# Records for the task start
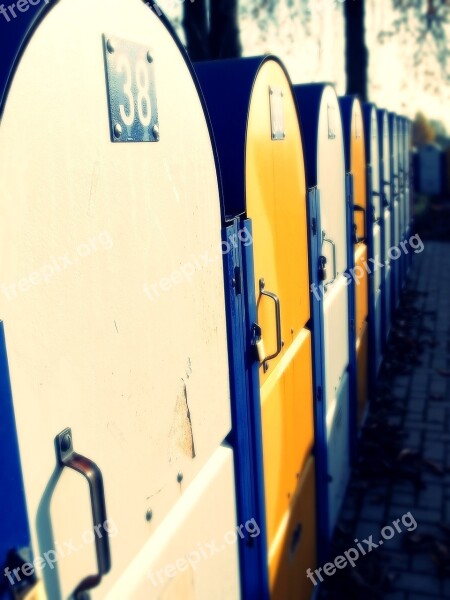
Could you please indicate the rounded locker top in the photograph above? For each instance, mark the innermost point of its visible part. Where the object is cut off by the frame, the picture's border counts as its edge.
(228, 87)
(257, 132)
(383, 133)
(324, 147)
(111, 268)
# Records for the task end
Instructions for the task:
Rewrite the material above as a JSON list of strings, one string per line, skipping blank lines and leaving out the pictures.

Expected answer:
[
  "Could you please indicate the rounded locker top in the photograph above? For each instance, mark the innermost point of its visible part. Where the object is cut off by the frame, the picture's border counts as its edge.",
  "(228, 87)",
  "(257, 132)",
  "(383, 133)",
  "(324, 147)",
  "(111, 268)"
]